Text block:
=-=-=

Anti-Search patterns – SQL to look for what is NOT there – Part Two
It is a strange thing really: querying the database to find missing data. Queries usually report on what is there. Not the queries in this article (and its prequel): they report on what is not there. We explore a number of approaches to uncovering missing information – because the fact that something is not found in itself is a fact we may want to know about. And it gives me a nice motive to demonstrate a number of fun SQL features.
We are still very much engaged in the EMP and DEPT tables in the SCOTT schema that back in the early ’80s was pivotal in demonstrating the capabilities of the first Oracle RDBMS releases. It still does an excellent job for most of my demos today. Must be me…
This article delves into urgent matters such as ‘which letters do not occur in the names of the employees’, ‘in which months of the year was no one hired’, ‘who in each department does not have a colleague with less experience (or a lower salary)’, ‘which employees do not have a colleague in the same job (either in their own department or in the entire company)’, and more.
Letters not used in any Employee Name
Our first search for information that is not there is a quest for the letters (from the alphabet) that are not used in any of the Employee Names in table EMP. We have 14 employees, each with a 4 to 8 letter ENAME. We wonder (yes, we do) which of our 26 letters in the western european alphabet is not used in any of those 14 names.
Several approaches to this puzzling challenge are available to us, and I am sure there are many more than I will demonstrate here. All of these make use of the alphabet query that was introduced in the article about static and somewhat dynamic domains: http://technology.amis.nl/blog/9577/retrieving-the-values-for-domains-in-sql-queries-in-the-oracle-rdbms-months-days-numbers-and-custom-value-sets.
The first approach creates one long string out of all the employee enames, then joins that string with every letter in the alphabet. Only rows where the letter does not occur in the string are returned, thereby giving us the list of letters not used in any ename:
with alphabet as ( select chr(64+rownum) letter from dual connect by rownum < 27 ) , employeenames as ( select listagg(ename,',') within group (order by sal) enames from emp ) select letter from alphabet cross join employeenames where instr( enames, letter ) = 0
The second approach, though similar, uses two special options: first a join condition that does not just look for equality in two columns but instead uses instr( ename, letter ) >0 . The second is the outer join with the specific filter for un-joined rows. Every letter that is not joined to any ENAME is returned by this query.
with alphabet as ( select chr(64+rownum) letter from dual connect by rownum < 27 ) select letter from alphabet left outer join emp on instr( ename, letter ) > 0 where emp.rowid is null
The third approach uses the MINUS set operator to substract from the ALPHABET all letters that occur in any of the ENAMES – and note how the CONNECT BY is used to turn a string of characters into a rowset with a single row for each character in the string (it is almost pivoting, right there!).

=-=-=

Stored records:

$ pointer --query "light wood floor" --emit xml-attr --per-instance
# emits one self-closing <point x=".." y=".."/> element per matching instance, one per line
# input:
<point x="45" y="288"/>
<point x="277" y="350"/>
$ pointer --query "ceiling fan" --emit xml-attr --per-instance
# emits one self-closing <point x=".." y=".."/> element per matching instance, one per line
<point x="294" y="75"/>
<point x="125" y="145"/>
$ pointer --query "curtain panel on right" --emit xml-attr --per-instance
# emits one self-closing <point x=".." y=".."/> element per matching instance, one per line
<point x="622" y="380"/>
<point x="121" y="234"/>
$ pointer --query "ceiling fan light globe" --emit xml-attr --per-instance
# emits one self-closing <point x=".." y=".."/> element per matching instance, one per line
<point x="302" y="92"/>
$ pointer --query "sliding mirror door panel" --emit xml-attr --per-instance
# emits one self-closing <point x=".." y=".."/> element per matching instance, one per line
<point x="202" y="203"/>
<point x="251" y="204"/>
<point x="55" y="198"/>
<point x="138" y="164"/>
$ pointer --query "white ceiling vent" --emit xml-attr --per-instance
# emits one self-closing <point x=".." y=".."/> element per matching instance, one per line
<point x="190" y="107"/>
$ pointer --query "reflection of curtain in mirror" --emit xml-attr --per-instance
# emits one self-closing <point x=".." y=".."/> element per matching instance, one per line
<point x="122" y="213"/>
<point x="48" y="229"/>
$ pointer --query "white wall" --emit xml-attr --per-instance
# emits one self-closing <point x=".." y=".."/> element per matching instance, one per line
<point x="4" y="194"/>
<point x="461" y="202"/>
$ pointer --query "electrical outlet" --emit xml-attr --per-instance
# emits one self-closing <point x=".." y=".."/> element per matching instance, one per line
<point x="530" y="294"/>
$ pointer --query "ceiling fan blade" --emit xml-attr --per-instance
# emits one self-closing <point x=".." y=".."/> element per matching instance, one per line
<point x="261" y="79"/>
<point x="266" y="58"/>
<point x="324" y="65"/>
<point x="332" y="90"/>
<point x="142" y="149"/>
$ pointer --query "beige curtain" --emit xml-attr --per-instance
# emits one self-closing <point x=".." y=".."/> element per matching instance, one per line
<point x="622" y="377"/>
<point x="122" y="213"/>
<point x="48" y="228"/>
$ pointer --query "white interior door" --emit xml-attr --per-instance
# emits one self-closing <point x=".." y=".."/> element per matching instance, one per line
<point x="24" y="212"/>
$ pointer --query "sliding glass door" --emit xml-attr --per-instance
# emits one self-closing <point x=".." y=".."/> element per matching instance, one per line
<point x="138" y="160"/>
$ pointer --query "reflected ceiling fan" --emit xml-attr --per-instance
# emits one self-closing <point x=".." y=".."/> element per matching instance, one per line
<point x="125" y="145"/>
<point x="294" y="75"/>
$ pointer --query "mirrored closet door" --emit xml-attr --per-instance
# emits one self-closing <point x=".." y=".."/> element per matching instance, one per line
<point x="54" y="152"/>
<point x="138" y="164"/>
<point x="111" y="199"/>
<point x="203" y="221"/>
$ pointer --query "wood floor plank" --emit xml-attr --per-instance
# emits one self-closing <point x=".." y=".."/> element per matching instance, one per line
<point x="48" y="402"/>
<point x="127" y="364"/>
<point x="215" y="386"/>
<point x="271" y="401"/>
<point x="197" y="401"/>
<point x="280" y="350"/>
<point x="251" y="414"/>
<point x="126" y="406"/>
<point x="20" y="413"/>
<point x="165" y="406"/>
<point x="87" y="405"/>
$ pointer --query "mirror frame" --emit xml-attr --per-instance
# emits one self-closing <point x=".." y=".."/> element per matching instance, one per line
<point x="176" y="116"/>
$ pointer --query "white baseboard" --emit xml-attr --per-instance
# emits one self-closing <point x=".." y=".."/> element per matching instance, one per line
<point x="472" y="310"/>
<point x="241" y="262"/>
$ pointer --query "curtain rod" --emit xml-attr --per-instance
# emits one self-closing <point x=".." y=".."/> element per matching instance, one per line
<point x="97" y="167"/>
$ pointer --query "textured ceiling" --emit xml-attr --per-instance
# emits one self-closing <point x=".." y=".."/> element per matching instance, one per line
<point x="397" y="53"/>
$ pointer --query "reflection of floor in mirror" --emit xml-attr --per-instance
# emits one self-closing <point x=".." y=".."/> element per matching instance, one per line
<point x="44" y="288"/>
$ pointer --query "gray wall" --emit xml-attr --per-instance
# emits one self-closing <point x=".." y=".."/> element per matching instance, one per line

=-=-=

Required task 1: Decide whether each statement below agrees with the text on SQL anti-search patterns. Answer yes or no for each, and quote the deciding words of the text. (a) The EMP table holds 14 employees. (b) The first approach relies on the MINUS set operator. (c) The SCOTT schema was pivotal in demonstrating the first Oracle RDBMS releases in the early ’90s.
Required task 2: Write out the passage of the text on SQL anti-search patterns between "The first approach" and "by this query.", inclusive.
Required task 3: Using the text on SQL anti-search patterns, explain in one to three sentences why the first approach returns the letters that are not used in any employee name.

Written reply 1:
(a) Yes: "We have 14 employees, each with a 4 to 8 letter ENAME."
(b) No: "The third approach uses the MINUS set operator"
(c) No: "back in the early ’80s was pivotal in demonstrating the capabilities of the first Oracle RDBMS releases"

Written reply 2:
The first approach creates one long string out of all the employee enames, then joins that string with every letter in the alphabet. Only rows where the letter does not occur in the string are returned, thereby giving us the list of letters not used in any ename:
with alphabet as ( select chr(64+rownum) letter from dual connect by rownum < 27 ) , employeenames as ( select listagg(ename,',') within group (order by sal) enames from emp ) select letter from alphabet cross join employeenames where instr( enames, letter ) = 0
The second approach, though similar, uses two special options: first a join condition that does not just look for equality in two columns but instead uses instr( ename, letter ) >0 . The second is the outer join with the specific filter for un-joined rows. Every letter that is not joined to any ENAME is returned by this query.

Written reply 3: The first approach combines all the employee enames into one long string and joins that string with every letter of the alphabet. Only rows where the letter does not occur in the string are returned, so the result is the list of letters not used in any ename.